- [DATASET ROWS]:
________________________

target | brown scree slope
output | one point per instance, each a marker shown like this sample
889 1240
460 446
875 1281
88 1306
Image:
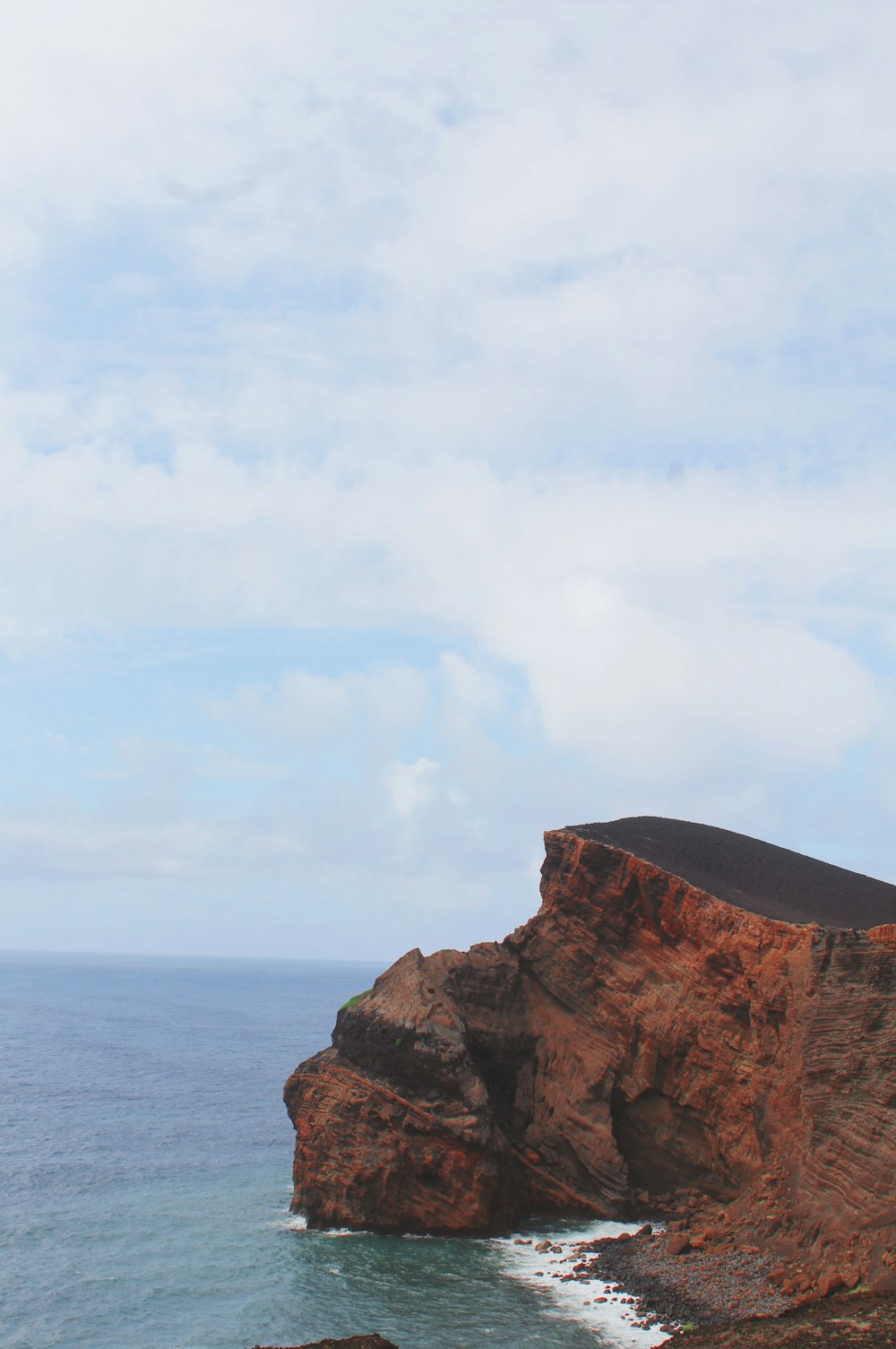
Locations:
659 1025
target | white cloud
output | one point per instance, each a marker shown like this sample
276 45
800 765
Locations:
557 339
412 787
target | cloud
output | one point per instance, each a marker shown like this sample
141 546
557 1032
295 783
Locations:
412 787
546 354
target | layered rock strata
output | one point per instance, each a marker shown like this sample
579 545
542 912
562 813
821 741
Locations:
683 1014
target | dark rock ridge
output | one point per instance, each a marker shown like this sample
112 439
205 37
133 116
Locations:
688 1009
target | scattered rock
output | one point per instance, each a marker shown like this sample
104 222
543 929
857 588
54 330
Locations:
830 1282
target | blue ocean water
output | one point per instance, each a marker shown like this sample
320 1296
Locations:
144 1172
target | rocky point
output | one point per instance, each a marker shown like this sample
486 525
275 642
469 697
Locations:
691 1015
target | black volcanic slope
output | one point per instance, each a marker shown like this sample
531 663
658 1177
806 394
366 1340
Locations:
752 874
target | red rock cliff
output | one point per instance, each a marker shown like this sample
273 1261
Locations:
642 1033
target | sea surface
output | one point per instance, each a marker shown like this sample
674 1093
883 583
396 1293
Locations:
144 1178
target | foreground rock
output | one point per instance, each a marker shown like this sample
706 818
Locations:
690 1010
860 1321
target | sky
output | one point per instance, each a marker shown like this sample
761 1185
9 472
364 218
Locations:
424 425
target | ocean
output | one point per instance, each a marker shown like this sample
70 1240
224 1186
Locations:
144 1178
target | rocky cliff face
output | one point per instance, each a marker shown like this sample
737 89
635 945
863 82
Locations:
640 1033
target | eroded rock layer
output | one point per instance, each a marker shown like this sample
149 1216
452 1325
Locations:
640 1033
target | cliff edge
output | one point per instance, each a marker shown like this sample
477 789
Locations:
690 1009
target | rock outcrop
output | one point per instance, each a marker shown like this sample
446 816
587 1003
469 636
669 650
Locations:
690 1009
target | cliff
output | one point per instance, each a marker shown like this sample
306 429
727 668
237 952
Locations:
690 1009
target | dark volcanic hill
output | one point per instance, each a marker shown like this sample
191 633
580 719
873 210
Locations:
754 876
690 1009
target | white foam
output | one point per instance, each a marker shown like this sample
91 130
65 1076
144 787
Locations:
613 1319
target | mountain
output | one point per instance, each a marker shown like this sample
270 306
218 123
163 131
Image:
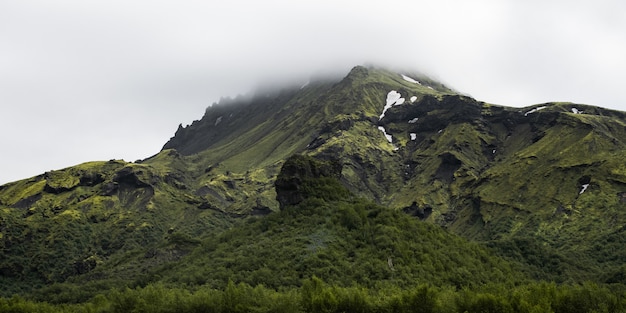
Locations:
534 193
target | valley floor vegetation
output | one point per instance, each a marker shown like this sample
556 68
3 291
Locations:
316 296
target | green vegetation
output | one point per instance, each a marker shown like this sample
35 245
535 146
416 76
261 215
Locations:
316 296
293 200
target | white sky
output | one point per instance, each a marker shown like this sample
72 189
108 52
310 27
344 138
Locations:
84 80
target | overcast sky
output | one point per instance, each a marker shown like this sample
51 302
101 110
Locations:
85 80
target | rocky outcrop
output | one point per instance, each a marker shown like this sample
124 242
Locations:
297 173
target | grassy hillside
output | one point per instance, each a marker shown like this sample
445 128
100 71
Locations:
434 187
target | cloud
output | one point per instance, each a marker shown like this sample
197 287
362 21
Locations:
86 80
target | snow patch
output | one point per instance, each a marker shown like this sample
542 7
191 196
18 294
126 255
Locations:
584 187
389 138
534 110
409 79
393 98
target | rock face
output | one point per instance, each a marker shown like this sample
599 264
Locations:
297 173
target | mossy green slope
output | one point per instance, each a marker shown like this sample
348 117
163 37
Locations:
544 186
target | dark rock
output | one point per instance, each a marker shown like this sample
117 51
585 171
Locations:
297 170
417 211
449 164
128 176
260 211
27 202
90 179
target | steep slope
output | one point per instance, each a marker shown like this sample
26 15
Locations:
544 186
549 173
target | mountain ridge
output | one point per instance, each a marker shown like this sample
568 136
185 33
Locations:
543 186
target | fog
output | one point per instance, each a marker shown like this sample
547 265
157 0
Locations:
99 80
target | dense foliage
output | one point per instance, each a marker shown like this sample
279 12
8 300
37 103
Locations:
316 296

________________________

- [PROBLEM]:
Write the listing out a second time exactly, dropping all images.

- [THE REPLY]:
target | brown scree slope
output | one point per instance, each a marker shown like this sample
889 1240
460 446
875 1281
88 1306
Image:
Locations:
659 1025
target | white cloud
output | one point per instance, each a marker shown like this sample
276 45
800 765
Locations:
557 339
412 787
target | cloud
output | one point per instance, each a marker shown like this sample
141 546
557 1032
295 783
Locations:
412 787
546 354
target | layered rock strata
output | one point per instance, each a marker shown like this sample
579 545
542 912
562 813
821 741
Locations:
683 1014
target | dark rock ridge
output | one point per instance, each a marker shown like this sample
112 439
205 37
133 116
Locations:
688 1009
target | scattered rock
output | one point per instance, each a marker shown like this sample
104 222
543 929
857 588
54 330
Locations:
830 1282
target | blue ocean water
output | one point per instance, each a marker shown like this sample
320 1296
Locations:
144 1172
target | rocky point
output | one point per instance, each a marker shown like this sample
486 525
275 642
469 697
Locations:
691 1015
target | black volcanic slope
output | one point per instance, each a marker shown like this sample
531 663
658 1177
806 394
366 1340
Locations:
752 874
target | red rock cliff
output | one point per instance, each a marker shown like this sample
273 1261
Locations:
642 1033
target | sea surface
output | one point per instance, each a marker shown like this sample
674 1093
883 583
396 1293
Locations:
144 1178
target | foreground rock
output | one point per instance, each a marker shown like this sample
706 818
Locations:
690 1010
860 1321
target | sky
output | one point per instance, each a marker shown like this sample
761 1185
9 472
364 218
Locations:
424 425
target | ocean
output | one point per instance, each a marker shown like this sample
70 1240
224 1186
Locations:
144 1178
target | rocky cliff face
output | one point per instance, each a marker shown like this sample
737 89
635 945
863 82
Locations:
640 1033
target | eroded rock layer
output | one point per instance, each a marker shown like this sample
149 1216
452 1325
Locations:
640 1033
target | cliff edge
output | one point per instance, each a marker shown like this sample
477 789
Locations:
690 1009
target | rock outcrop
output | one point per instance, each a marker shown like this sample
446 816
587 1003
469 636
669 650
Locations:
690 1009
target | cliff
output | one point per instance, each a marker shown like this sample
306 429
727 668
237 952
Locations:
690 1009
target | dark volcanic hill
output | one point per instance, each a marker shown like this sample
191 633
580 719
873 210
Locations:
754 876
690 1009
target | white foam
output | one point per instance, each a marker shown like this sample
91 130
65 1076
144 787
Locations:
613 1319
target | mountain
output | one point per instance, each a marker shown like this sample
270 306
218 123
163 131
Image:
Locations:
534 193
target | valley floor vegetation
output | one point per instance, each a marker shown like this sample
556 68
3 291
Locations:
316 296
target | green vegetation
output | one point per instance, each a marker shown like this sample
35 245
535 146
416 76
261 215
Locations:
316 296
293 200
target | white sky
output | one point per instance, each a marker shown like this sample
72 189
108 52
310 27
344 138
Locations:
84 80
target | overcast sky
output | one point per instance, each a marker shown like this sample
51 302
101 110
Locations:
85 80
target | rocky outcrop
output | one point per instance, each a marker shown like this sample
124 242
Locations:
297 173
target | grassy hillside
output | one point per instance, each a marker shown like this sample
445 128
100 71
Locations:
434 187
target | cloud
output | one point per instance, each a marker shown like this sample
197 287
362 21
Locations:
86 80
target | snow patch
output | one point per instance, each a marker shown like this sample
542 7
191 196
18 294
126 255
Locations:
584 187
389 138
534 110
409 79
393 98
target | rock face
output | one point per instance, each a marker shown like this sample
599 264
Locations:
297 173
target | mossy green slope
output | one point per instance, each a marker shown like this sample
348 117
163 37
Locations:
544 186
target | dark rock
output | one point per instance, each a marker shown like this sample
117 51
585 171
Locations:
297 170
417 211
449 164
128 176
260 211
27 202
90 179
target | steep slope
output | one point per instance, each a marker shown like this sample
26 15
Locations:
544 186
549 173
target | mountain ridge
output | one point per instance, each a marker shown like this sample
568 136
185 33
Locations:
543 186
target | fog
output | one point per instance, each a marker shown like this sample
547 265
157 0
Locations:
99 80
target | dense foliage
output | one point per instance, each a marker shown like this sample
279 12
8 300
37 103
Locations:
316 296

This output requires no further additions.